| Given request 1 |
Select every line of the records below that contains the word "would".

——————————

Provided that where a company has taken steps to liquidate, wind up or deregister as contemplated in section 41(4) and has not at any stage withdrawn any of those steps or done anything to invalidate any step so taken, with the result that the company will not be liquidated, wound up or deregistered, the amount of the balance of assessed loss that may be set off under subparagraph (i) or (ii) in relation to that company must not be limited to the higher of R1 million and 80 per cent of the amount of taxable income described in that subparagraph; or

[Paragraph (a) amended by section 19(a) of Act 101 of 1990, by section 17 of Act 21 of 1995, by section 15 of Act 28 of 1997, by section 19(a) of Act 8 of 2007, by section 32(a) of Act 35 of 2007, by section 37(1) of Act 22 of 2012 and by section 31(1) of Act 43 of 2014, substituted by section 39(a) of Act 15 of 2016 and by section 18(1) of Act 20 of 2021 (as substituted by section 42(1) of Act 20 of 2022 and effective date in section 18(2) of Act 20 of 2021 as substituted by section 9 of Act 19 of 2022) and amended by section 16(1)(b) of Act 42 of 2024 effective on 31 December, 2024 and applicable in respect of years of assessment ending on or after that date]

(b)     any assessed loss incurred by a person during the same year of assessment in carrying on any other trade either alone or in partnership with others, otherwise than as a member of a company the capital whereof is divided into shares:

[Words preceding proviso substituted by section 39 of Act 15 of 2016 effective on 19 January 2017]

Provided that there shall not be set off against any amount –

(a)     ……….

(b)     derived by any person from a source within the Republic, any—

(i)      assessed loss incurred by such person during such year; or

(ii)     any balance of assessed loss incurred in any previous year of assessment,

in carrying on any trade outside the Republic; or

[Paragraph (b) substituted by section 35(1)(b) of Act 45 of 2003, amended by section 19(c) of Act 8 of 2007, substituted by section 15(1) of Act 3 of 2008 and amended by section 54(1)(a) of Act 31 of 2013 effective on 1 January, 2014 and applicable in respect of years of assessment commencing on or after that date]

(c)     that is a retirement fund lump sum benefit, retirement fund lump sum withdrawal benefit or severance benefit included in taxable income, any-

(i)      balance of assessed loss;

(ii)     ‘assessed loss’ as defined in subsection (2) incurred in such year before taking into account that retirement fund lump sum benefit or retirement fund lump sum withdrawal benefit.

——————————

| Given request 2 |
Decide whether each statement agrees with the excerpt on assessed losses. Answer yes or no, and quote the deciding words of the excerpt. (a) Where a company has taken steps to liquidate, wind up or deregister as contemplated in section 41(4) and has not withdrawn them, the set-off is not limited to the higher of R1 million and 80 per cent of taxable income. (b) An assessed loss incurred in carrying on a trade outside the Republic may be set off against an amount derived from a source within the Republic. (c) The amendment by section 16(1)(b) of Act 42 of 2024 took effect on 31 December, 2024.

Saved data entries
——————————

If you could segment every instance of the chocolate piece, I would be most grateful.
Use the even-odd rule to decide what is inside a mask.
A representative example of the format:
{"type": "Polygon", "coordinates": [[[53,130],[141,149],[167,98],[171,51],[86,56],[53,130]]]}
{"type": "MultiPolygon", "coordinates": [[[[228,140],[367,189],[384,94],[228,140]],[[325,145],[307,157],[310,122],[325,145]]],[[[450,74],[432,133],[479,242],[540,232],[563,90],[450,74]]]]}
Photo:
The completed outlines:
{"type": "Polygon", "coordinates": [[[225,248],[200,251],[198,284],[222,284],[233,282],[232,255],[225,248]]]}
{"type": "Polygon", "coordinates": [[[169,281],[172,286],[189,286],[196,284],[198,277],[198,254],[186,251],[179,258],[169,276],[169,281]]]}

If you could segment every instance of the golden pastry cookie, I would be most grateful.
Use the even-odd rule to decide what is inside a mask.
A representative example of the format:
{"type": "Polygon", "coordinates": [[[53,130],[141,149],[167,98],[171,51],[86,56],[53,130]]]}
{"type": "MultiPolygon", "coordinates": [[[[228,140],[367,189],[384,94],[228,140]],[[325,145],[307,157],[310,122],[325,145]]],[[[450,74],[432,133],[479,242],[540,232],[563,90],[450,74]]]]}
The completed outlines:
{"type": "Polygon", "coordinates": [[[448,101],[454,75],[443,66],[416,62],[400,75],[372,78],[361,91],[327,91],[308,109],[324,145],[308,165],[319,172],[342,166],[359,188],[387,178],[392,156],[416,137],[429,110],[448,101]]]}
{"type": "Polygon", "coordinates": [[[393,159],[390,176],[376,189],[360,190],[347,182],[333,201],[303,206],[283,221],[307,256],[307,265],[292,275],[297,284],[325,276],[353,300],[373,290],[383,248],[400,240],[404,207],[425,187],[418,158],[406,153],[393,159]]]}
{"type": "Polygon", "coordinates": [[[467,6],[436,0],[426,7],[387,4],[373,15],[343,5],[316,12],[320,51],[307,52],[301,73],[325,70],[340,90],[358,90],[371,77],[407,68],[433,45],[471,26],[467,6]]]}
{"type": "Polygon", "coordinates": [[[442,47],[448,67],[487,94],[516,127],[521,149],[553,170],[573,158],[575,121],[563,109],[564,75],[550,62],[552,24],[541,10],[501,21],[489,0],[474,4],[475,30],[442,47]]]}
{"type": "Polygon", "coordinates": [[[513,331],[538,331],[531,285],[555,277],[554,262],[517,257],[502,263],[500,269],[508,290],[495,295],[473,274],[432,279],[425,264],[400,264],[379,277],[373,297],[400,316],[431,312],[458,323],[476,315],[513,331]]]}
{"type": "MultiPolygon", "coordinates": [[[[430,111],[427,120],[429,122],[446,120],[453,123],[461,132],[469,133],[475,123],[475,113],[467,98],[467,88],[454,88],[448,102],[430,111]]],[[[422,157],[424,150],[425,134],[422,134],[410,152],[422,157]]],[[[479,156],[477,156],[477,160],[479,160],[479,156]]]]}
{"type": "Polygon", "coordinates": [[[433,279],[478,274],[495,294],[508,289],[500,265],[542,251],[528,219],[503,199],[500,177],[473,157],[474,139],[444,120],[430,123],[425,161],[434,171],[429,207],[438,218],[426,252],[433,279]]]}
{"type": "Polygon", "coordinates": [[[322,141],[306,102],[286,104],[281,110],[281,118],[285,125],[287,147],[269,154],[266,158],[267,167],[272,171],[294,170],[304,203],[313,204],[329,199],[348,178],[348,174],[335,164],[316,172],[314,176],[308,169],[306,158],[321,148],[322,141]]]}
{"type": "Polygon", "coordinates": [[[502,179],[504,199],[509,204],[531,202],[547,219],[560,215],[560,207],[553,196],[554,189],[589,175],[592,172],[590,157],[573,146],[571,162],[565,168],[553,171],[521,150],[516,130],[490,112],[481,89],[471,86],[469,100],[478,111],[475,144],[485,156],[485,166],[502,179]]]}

——————————

| Final answer 1 |
If you could segment every instance of the chocolate piece, I would be most grateful.
If you could segment every instance of the golden pastry cookie, I would be most grateful.

| Final answer 2 |
(a) Yes: "must not be limited to the higher of R1 million and 80 per cent of the amount of taxable income described in that subparagraph"
(b) No: "Provided that there shall not be set off against any amount –" and "derived by any person from a source within the Republic, any—" and "in carrying on any trade outside the Republic"
(c) Yes: "amended by section 16(1)(b) of Act 42 of 2024 effective on 31 December, 2024"